Region pointing data:

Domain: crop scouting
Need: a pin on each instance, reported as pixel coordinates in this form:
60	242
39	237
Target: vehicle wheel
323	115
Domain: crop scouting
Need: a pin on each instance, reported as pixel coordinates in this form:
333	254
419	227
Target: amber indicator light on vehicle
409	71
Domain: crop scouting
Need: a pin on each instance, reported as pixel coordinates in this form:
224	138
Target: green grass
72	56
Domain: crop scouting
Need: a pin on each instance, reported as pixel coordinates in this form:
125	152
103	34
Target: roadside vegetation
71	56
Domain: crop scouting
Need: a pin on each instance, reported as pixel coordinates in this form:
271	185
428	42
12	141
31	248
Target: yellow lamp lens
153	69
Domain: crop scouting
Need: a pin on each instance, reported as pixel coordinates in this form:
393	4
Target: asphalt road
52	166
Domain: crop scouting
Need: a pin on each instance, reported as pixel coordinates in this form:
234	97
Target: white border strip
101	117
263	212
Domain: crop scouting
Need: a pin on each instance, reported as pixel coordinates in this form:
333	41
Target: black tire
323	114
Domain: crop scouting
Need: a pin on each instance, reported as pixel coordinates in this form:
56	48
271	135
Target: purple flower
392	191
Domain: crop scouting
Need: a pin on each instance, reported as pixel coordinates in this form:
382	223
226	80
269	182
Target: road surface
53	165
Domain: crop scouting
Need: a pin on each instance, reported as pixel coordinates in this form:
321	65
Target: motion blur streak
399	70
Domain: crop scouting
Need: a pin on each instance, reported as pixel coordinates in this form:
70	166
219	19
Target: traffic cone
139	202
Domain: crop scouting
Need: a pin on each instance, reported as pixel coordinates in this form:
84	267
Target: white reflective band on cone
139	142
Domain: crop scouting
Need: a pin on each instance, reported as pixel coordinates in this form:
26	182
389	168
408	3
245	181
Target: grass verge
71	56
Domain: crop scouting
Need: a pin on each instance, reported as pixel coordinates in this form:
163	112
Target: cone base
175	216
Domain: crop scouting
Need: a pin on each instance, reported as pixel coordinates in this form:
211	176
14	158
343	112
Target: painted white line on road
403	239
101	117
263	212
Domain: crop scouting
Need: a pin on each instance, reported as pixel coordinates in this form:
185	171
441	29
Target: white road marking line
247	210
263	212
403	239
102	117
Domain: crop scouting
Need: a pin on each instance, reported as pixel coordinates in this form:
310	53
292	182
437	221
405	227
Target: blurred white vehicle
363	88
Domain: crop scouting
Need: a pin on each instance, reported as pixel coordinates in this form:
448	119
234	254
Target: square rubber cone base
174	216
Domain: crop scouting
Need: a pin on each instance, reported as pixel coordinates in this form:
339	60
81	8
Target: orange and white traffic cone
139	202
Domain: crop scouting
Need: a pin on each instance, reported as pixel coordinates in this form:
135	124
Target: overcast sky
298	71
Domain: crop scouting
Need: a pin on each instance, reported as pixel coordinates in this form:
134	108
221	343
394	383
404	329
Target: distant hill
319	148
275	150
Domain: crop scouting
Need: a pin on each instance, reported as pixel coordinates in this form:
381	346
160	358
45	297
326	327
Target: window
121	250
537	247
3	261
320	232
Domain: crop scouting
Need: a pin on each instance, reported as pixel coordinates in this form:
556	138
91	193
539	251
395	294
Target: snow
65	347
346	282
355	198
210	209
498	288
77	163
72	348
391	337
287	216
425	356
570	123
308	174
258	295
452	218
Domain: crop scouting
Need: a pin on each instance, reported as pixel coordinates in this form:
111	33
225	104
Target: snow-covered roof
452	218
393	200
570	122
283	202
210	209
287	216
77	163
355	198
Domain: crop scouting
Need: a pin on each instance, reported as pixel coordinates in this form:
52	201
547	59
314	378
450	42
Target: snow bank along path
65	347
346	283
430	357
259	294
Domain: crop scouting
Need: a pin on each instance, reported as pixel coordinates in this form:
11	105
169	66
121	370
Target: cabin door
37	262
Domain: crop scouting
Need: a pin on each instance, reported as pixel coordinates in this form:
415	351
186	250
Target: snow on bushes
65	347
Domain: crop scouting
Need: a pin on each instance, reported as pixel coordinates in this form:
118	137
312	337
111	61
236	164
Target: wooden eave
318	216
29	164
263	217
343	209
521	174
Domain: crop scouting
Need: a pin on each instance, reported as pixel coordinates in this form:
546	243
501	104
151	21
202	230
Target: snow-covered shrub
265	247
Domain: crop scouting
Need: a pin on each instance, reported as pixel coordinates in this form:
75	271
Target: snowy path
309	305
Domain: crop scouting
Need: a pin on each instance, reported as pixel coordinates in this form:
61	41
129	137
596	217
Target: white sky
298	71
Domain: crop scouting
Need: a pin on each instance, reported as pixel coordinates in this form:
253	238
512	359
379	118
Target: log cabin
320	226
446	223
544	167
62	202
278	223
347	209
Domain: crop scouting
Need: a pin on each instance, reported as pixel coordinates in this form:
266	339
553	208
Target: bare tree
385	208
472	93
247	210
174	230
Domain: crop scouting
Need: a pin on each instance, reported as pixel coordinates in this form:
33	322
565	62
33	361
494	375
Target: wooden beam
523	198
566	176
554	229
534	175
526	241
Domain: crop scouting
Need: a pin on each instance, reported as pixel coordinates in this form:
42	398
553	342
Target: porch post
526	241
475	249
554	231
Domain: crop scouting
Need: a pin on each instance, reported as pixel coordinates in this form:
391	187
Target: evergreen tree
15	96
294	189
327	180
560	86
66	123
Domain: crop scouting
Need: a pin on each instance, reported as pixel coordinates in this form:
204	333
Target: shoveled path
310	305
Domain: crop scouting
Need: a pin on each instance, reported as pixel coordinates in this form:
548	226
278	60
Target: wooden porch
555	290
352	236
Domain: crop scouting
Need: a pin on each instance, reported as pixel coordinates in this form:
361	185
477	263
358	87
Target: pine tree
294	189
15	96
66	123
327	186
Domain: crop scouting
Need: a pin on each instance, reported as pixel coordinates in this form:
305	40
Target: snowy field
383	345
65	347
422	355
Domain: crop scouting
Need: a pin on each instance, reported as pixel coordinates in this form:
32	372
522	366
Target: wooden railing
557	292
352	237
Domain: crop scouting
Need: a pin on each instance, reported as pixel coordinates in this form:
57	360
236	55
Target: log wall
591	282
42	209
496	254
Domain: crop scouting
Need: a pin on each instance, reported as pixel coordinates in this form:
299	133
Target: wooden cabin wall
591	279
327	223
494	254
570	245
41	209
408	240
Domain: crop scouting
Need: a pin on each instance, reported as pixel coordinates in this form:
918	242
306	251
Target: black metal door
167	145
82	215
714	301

**PROBLEM:**
In full and word for word, write out the data above.

**RESPONSE TO THE EXERCISE:**
Domain: crop scouting
Need: a pin on each instance, reported as pixel coordinates in this form:
60	242
39	237
Target: vehicle wheel
323	115
Domain: crop scouting
Need: a pin on each instance, reported as pixel coordinates in this form:
333	254
419	227
Target: amber indicator light on vehicle
409	71
Domain: crop scouting
Need: a pin on each instance, reported as pixel coordinates in this form:
224	138
Target: green grass
72	56
Domain: crop scouting
Need: a pin on each instance, reported as pixel coordinates in this form:
125	152
103	34
Target: roadside vegetation
71	56
Domain: crop scouting
Need: a pin on each instance, reported as pixel coordinates in this form:
271	185
428	42
12	141
31	248
Target: yellow lamp lens
153	69
Domain: crop scouting
Need: a pin on each instance, reported as pixel coordinates in this form:
393	4
Target: asphalt road
52	166
Domain: crop scouting
Need: a pin on each instance, reported as pixel coordinates in this form:
234	97
Target: white border strip
101	117
263	212
Domain: crop scouting
Need: a pin on each instance, reported as pixel coordinates in this form:
333	41
Target: black tire
323	114
Domain: crop scouting
Need: a pin on each instance, reported as pixel coordinates in this form:
56	48
271	135
Target: purple flower
392	191
Domain: crop scouting
Need: a pin on each instance, reported as pixel coordinates in this form:
382	223
226	80
269	182
Target: road surface
53	165
Domain: crop scouting
Need: a pin on each instance, reported as pixel coordinates in this form:
321	65
Target: motion blur streak
399	70
Domain: crop scouting
Need: a pin on each instance, reported as pixel coordinates in this form:
70	166
219	19
Target: traffic cone
139	202
Domain: crop scouting
Need: a pin on each instance, reported as pixel coordinates in this form:
84	267
Target: white reflective band on cone
139	142
Domain: crop scouting
Need: a pin on each instance, reported as pixel coordinates in this form:
26	182
389	168
408	3
245	181
Target: grass verge
71	56
Domain: crop scouting
Need: a pin on each instance, reported as pixel coordinates in this form:
163	112
Target: cone base
175	216
Domain: crop scouting
Need: a pin on each instance, reported as pixel coordinates in this form:
211	176
14	158
343	112
Target: painted white line on road
403	239
101	117
263	212
Domain: crop scouting
Need: a pin on each instance, reported as pixel coordinates in this form:
185	171
441	29
Target: white road marking line
247	210
263	212
403	239
102	117
Domain: crop scouting
Need: a pin on each instance, reported as pixel coordinates in this form:
310	53
292	182
437	221
405	227
Target: blurred white vehicle
363	88
Domain: crop scouting
Need: a pin on each instance, reported as pixel coordinates in this form:
448	119
234	254
Target: square rubber cone base
174	216
Domain: crop scouting
Need: a pin on each instance, reported as pixel coordinates in this form:
339	60
81	8
Target: orange and white traffic cone
139	202
Domain: crop scouting
Need: a pin on each instance, reported as pixel coordinates in this form:
135	124
Target: overcast sky
298	71
Domain: crop scouting
Need: a pin on each instance, reported as pixel coordinates in this form:
134	108
221	343
394	383
404	329
Target: distant hill
319	148
275	150
Domain: crop scouting
Need: a pin on each instance, reported as pixel coordinates in this form:
381	346
160	358
45	297
326	327
Target: window
121	250
537	247
3	261
320	232
Domain: crop scouting
Need: a pin on each instance, reported as pixel coordinates in this form:
556	138
91	193
539	251
395	294
Target: snow
65	347
346	282
355	198
210	209
498	288
77	163
72	348
391	337
287	216
425	356
570	123
308	174
258	295
452	218
Domain: crop scouting
Need: a pin on each instance, reported as pixel coordinates in this form:
111	33
225	104
Target: snow-covered roof
452	218
393	200
570	122
283	202
210	209
287	216
77	163
355	198
Domain: crop scouting
Need: a pin on each instance, reported as pixel coordinates in this form:
52	201
547	59
314	378
450	42
Target: snow bank along path
65	347
346	283
430	357
259	294
Domain: crop scouting
Need: a pin on each instance, reported as pixel coordinates in this form:
11	105
169	66
121	370
Target: cabin door
37	262
Domain: crop scouting
Need: a pin on each instance, reported as pixel coordinates in this form:
415	351
186	250
Target: snow on bushes
65	347
Domain: crop scouting
Need: a pin on each instance, reported as pixel coordinates in this form:
118	137
312	337
111	61
236	164
Target: wooden eave
318	216
29	164
263	217
343	209
521	174
Domain: crop scouting
Need: a pin on each instance, reported as pixel coordinates in this form:
546	243
501	104
151	21
202	230
Target: snow-covered shrub
265	247
Domain: crop scouting
Need: a pin on each instance, reported as pixel coordinates in this form:
75	271
Target: snowy path
309	305
Domain: crop scouting
Need: a pin on each instance, reported as pixel coordinates in this form:
61	41
129	137
596	217
Target: white sky
298	71
Domain: crop scouting
Need: a pin on each instance, reported as pixel coordinates in this form:
253	238
512	359
379	118
Target: log cabin
320	226
446	223
544	167
62	202
278	223
347	209
Domain: crop scouting
Need: a pin on each instance, reported as pixel coordinates in this form:
266	339
553	208
Target: bare tree
385	208
472	93
247	210
174	230
Domain: crop scouting
Need: a pin on each instance, reported as pixel coordinates in this form:
33	322
565	62
33	361
494	375
Target: wooden beam
523	198
566	176
554	229
534	175
526	241
Domain: crop scouting
Need: a pin on each instance, reported as pixel coordinates in this form:
42	398
553	342
Target: porch post
526	241
475	249
554	231
Domain: crop scouting
Need: a pin on each instance, reported as pixel coordinates in this form:
391	187
Target: evergreen tree
15	96
294	189
327	180
560	86
66	123
Domain: crop scouting
Need: a pin on each instance, reported as pixel coordinates in this form:
204	333
Target: shoveled path
310	305
Domain: crop scouting
Need: a pin on each instance, reported as pixel coordinates in this form:
548	226
278	60
Target: wooden porch
555	290
352	236
Domain: crop scouting
Need: a pin on each instance, reported as pixel coordinates in this form:
361	185
477	263
358	87
Target: pine tree
294	189
15	96
66	123
327	186
Domain: crop scouting
Need: a pin on each instance, reported as pixel coordinates in this form:
305	40
Target: snowy field
383	345
65	347
422	355
Domain: crop scouting
Need: a pin on each instance, reported as pixel coordinates in this form:
32	372
522	366
Target: wooden railing
557	292
352	237
Domain: crop scouting
Need: a pin on each instance, reported as pixel coordinates in this form:
57	360
236	55
Target: log wall
591	282
42	209
496	254
Domain: crop scouting
Need: a pin on each instance, reported as pixel coordinates in this form:
299	133
Target: wooden cabin wall
591	279
327	223
494	254
570	245
41	209
408	240
Domain: crop scouting
Need: a pin on each instance, reported as pixel coordinates in this form:
918	242
306	251
Target: black metal door
167	145
82	215
714	301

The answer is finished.